Could you reproduce the records below word for word, starting at the line that contains "of the frost-covered" and stopping after the line that contains "M499 151L485 136L416", leaving the pictures out of your copy?

Dataset entries:
================================
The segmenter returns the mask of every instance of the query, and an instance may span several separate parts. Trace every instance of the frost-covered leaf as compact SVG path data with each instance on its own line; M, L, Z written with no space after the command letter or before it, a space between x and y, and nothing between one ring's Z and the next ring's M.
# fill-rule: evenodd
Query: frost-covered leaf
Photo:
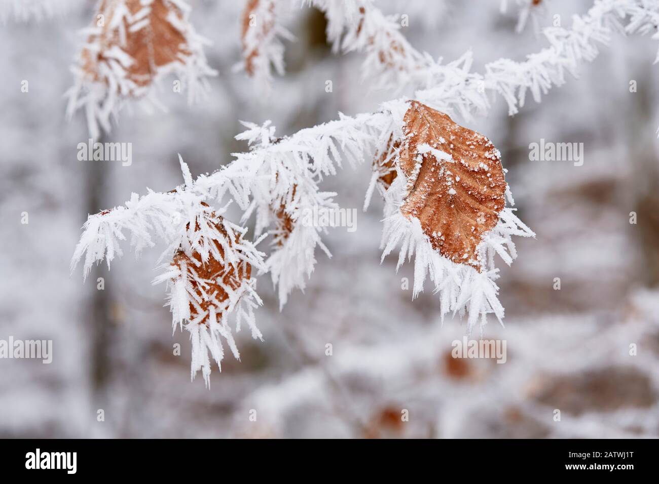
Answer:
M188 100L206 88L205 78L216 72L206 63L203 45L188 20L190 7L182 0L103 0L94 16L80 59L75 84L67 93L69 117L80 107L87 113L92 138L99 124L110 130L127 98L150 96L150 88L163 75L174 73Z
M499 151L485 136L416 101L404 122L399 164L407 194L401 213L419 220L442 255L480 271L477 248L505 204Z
================================
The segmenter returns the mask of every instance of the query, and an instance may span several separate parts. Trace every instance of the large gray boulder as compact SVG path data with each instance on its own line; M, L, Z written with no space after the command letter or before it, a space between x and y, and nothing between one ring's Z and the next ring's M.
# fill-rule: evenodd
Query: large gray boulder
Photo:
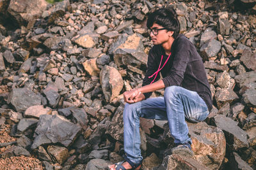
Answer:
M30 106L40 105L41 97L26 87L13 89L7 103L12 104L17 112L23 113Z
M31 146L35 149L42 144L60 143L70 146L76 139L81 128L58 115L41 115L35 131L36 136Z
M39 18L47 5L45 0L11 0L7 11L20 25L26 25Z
================================
Complete output:
The segmenter returns the mask of every instance of the query, and an instance may span several separate parts. Trace every instance of the frost-covered leaf as compact SVG path data with each instance on its own line; M, L, Z written with no space after the command letter or before it, a space between x and y, and nothing between one ring's Z and the next ring's M.
# fill-rule: evenodd
Query: frost-covered leaf
Photo:
Answer:
M188 100L206 88L205 78L216 72L206 63L203 45L188 20L190 7L182 0L103 0L94 16L80 59L75 84L67 93L69 117L80 107L87 113L92 138L99 124L110 130L127 98L150 96L150 88L163 75L174 73Z
M499 151L485 136L416 101L404 122L399 164L407 194L401 213L419 220L442 255L480 271L477 248L505 204Z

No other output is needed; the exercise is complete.